▶ Extract

There can be a number of reasons why you want to redesign a website; maybe attract new users, get higher conversions, improve user experience, or boost revenue. Whatever your reasons are, redesigning your website is always a good way to keep up with the latest design trends and technological advancements.
In fact, 75% of users correlate your company's website with your web design. However, a website redesign is a massive undertaking; if you cut corners or skip steps, it can easily go off the rails and become a disaster.
So, the trick is to follow the correct process and use the right tools.
The following step-by-step process has helped us redesign 50+ websites in the last year alone.
So, let's get started.
What is a website redesign?
If you have an existing website, then website redesign refers to updating and refreshing its code, graphics, and content structure to better match the expectations of your target customers.
A website redesign can also mean adding new features or completely revamping it on a new platform. For instance, converting your HTML website to Wordpress would require a complete website redesign.
No matter how well your website seemed when you first launched it, there always comes a time when it could benefit from a redesign. Given the constantly changing algorithms, design process, and consumer behavior, it's almost impossible for an outdated website to deliver extraordinary results.
Here is how Amazon looked back in 1999.
And this is how it looks now.
Do you think Amazon would have survived without a website redesign? Obviously not.
User behavior changes, technology upgrades, and competitors' increases require you to be up-to-date with your design game.
If done right, a successful website redesign can help you get
- More qualified leads
- Higher conversions
- Lower bounce rate
- Higher SEO rankings in the SERPs
- Improved performance and faster page loading
- An edge over your competitors
- More accurate representation of your brand
Like Amazon, many successful companies, like Slack, Mailchimp, Instagram, Dropbox, and Reddit, have benefited from website redesigns to launch new features and provide a better user experience for their target customers.
Website redesign vs. Website refresh
A website redesign is often used interchangeably with a website refresh, which is far from the truth.
A website refresh does not change the overall structure of the website; maybe the look and feel of the website gets updated. such as changing the color palette, adding graphic elements or using a new font.
In a website redesign, you revamp your entire website, upgrade to a new content management system, or add new functionalities. Website redesigns are also larger in scope since you'll have to consider how your website looks and its technical performance, like speed, indexability, and third-party integrations.
Why redesign your website?
Website redesigning is tricky. You may think it's your only solution to nail conversation and attract users.
However, most website redesigns fail when you don't have a valid reason for why you are doing it.
The reason for a website redesign is often rooted in our gut feelings and wants. There are no numbers involved in the process; it's about why we think website redesigning is important. It's possible your team or boss is doing a website redesign because
- They are bored of the current interface and want to build a new website
- They have seen some of the latest online trends and now want to replicate it
- Your competitors just redesigned their websites.

▶ Excerpted data
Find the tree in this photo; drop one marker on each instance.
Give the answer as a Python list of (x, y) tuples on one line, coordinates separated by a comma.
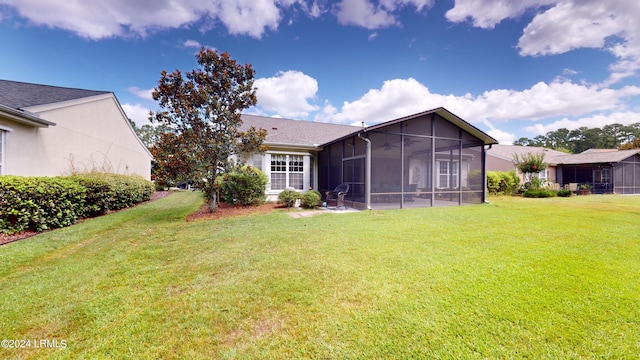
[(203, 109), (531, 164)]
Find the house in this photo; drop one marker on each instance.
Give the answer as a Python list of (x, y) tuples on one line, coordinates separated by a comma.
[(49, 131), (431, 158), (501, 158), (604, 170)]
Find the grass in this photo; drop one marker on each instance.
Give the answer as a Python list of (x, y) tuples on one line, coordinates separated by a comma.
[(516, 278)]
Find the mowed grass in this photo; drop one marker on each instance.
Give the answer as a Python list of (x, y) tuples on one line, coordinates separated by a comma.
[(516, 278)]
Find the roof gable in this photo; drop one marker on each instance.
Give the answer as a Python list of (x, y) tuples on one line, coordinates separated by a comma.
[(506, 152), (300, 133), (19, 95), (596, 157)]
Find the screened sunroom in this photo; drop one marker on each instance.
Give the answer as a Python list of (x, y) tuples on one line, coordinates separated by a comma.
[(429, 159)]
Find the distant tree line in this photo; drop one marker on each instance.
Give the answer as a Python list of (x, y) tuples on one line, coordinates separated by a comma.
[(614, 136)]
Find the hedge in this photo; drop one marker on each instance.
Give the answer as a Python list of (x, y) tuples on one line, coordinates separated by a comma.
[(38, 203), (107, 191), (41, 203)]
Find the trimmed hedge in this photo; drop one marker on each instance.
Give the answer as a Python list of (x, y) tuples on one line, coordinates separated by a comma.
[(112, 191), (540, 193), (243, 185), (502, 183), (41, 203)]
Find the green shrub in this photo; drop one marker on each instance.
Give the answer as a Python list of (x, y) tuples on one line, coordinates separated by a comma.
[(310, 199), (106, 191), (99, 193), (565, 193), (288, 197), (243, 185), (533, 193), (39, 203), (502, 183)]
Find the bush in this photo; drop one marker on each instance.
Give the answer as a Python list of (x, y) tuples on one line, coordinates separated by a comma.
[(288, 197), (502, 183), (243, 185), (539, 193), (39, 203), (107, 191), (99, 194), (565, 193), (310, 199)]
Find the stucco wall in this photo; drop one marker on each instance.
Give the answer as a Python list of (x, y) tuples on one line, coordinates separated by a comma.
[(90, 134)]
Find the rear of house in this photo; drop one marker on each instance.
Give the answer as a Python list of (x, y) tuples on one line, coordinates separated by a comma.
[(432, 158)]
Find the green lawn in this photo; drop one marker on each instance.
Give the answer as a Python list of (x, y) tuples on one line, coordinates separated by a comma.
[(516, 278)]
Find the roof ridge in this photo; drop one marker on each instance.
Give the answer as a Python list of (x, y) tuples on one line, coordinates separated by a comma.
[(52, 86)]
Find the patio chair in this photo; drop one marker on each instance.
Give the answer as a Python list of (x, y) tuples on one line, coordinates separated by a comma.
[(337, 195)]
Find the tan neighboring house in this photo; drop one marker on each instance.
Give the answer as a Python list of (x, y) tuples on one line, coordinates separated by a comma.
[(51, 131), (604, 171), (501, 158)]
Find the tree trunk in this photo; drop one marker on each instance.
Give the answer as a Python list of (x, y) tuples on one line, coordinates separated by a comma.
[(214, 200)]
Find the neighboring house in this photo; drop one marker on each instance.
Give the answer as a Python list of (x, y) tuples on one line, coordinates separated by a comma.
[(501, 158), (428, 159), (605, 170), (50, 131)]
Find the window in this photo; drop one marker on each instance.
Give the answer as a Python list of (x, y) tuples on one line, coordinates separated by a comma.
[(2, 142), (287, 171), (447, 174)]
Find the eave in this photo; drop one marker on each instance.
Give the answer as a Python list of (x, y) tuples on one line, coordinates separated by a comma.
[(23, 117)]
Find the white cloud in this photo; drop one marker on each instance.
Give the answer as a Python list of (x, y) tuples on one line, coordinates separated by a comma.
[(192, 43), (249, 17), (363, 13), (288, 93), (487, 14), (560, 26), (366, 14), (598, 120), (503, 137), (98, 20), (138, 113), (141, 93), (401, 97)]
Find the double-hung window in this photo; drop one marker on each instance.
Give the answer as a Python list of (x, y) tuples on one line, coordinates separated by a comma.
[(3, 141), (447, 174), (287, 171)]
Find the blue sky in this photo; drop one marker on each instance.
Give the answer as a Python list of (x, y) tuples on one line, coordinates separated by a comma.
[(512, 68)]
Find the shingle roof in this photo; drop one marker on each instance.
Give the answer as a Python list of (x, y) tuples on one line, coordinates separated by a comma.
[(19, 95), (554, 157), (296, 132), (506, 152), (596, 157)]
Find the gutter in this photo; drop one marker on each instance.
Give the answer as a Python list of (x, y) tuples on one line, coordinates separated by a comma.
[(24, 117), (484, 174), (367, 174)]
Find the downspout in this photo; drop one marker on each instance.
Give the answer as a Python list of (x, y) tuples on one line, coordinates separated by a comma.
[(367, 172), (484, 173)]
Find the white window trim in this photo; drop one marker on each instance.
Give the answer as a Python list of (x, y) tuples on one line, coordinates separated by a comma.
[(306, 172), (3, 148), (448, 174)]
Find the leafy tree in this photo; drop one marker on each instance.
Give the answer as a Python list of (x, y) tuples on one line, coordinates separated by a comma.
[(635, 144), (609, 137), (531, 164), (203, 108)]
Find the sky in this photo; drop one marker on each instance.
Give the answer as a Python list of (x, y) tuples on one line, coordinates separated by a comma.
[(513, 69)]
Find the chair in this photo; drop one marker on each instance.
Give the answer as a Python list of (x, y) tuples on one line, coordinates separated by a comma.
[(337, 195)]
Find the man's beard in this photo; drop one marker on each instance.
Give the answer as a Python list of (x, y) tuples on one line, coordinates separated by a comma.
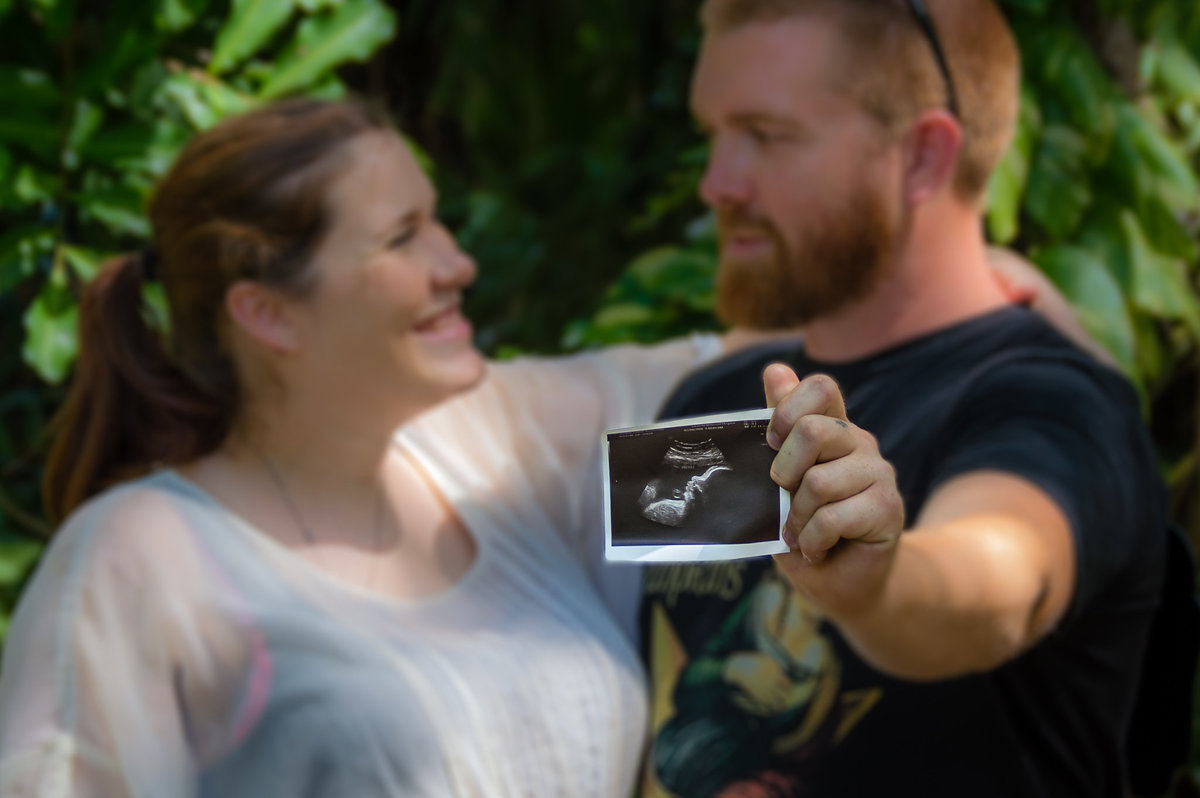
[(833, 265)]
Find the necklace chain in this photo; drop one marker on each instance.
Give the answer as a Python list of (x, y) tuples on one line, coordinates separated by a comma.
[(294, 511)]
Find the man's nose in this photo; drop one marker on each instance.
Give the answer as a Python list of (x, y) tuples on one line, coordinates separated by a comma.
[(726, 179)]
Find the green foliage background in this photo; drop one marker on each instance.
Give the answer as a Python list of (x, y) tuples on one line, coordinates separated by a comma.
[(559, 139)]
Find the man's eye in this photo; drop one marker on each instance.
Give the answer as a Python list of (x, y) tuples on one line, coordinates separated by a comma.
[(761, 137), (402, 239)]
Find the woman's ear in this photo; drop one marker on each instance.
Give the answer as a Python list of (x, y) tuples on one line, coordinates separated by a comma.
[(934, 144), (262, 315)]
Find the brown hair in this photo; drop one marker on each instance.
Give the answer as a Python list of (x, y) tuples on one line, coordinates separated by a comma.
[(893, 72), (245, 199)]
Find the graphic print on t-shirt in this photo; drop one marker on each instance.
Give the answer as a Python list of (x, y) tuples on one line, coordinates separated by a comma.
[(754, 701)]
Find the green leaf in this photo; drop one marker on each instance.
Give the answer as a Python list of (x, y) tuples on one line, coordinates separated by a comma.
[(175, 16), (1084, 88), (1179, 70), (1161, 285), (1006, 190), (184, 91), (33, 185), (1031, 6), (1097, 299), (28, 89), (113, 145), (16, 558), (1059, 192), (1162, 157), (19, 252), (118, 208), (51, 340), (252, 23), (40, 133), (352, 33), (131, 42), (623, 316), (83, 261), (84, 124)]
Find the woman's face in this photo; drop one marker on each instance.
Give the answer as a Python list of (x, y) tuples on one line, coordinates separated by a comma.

▶ List of tasks
A - What is the exact wording of the website redesign article starting at "Why redesign your" and ending at "are doing it."? Reproduce it word for word.
B - Continue the website redesign article from the point where it stops.
The records have nothing to do with the website redesign article.

▶ Response list
A -
Why redesign your website?
Website redesigning is tricky. You may think it's your only solution to nail conversation and attract users.
However, most website redesigns fail when you don't have a valid reason for why you are doing it.

B -
These reasons are emotionally-driven and not based on facts. Leaders need to spend enough time evaluating the impact of website redesigns on their business to decide if they want to go forward with it.
According to GoodFirms's survey, the top reasons for redesigning a website are:
- low conversion rates (80.8 percent)
- high bounce rates (65 percent)
- needs better UX (61 percent)
- not responsive on all devices (53.8 percent)
- outdated website (38.5 percent)
- not SEO-friendly (23.1 percent)
So, if your current website is facing similar issues, you might consider website redesigning.
The best way to decide if you should redesign your website or not is to analyze your website from the point of view of your existing customers. Instead of solely relying on subjective opinions, let your analytics speak the truth.
Hop on to your website and ask yourself the following questions:
- Does my website represent my brand?
- Is my website easy to navigate?
- Are your pages optimized for different resolutions and screens?
- Does our website look outdated compared to our competitors and market standards?
- What is your site's performance in terms of bounce rate, loading time and conversion?
- Are our website pages frequently updated according to user research?
Analyze your answers and decide if your entire website needs a revamp or if making changes to certain website pages would do the trick. If your answer is the latter, choose website refresh; otherwise, it's time for a full website redesign.
How long does the website redesign process take?
A design phase in the website redesign process takes anywhere from 45–90 days or more, depending upon your industry, the complexity of the project, and the scope of work.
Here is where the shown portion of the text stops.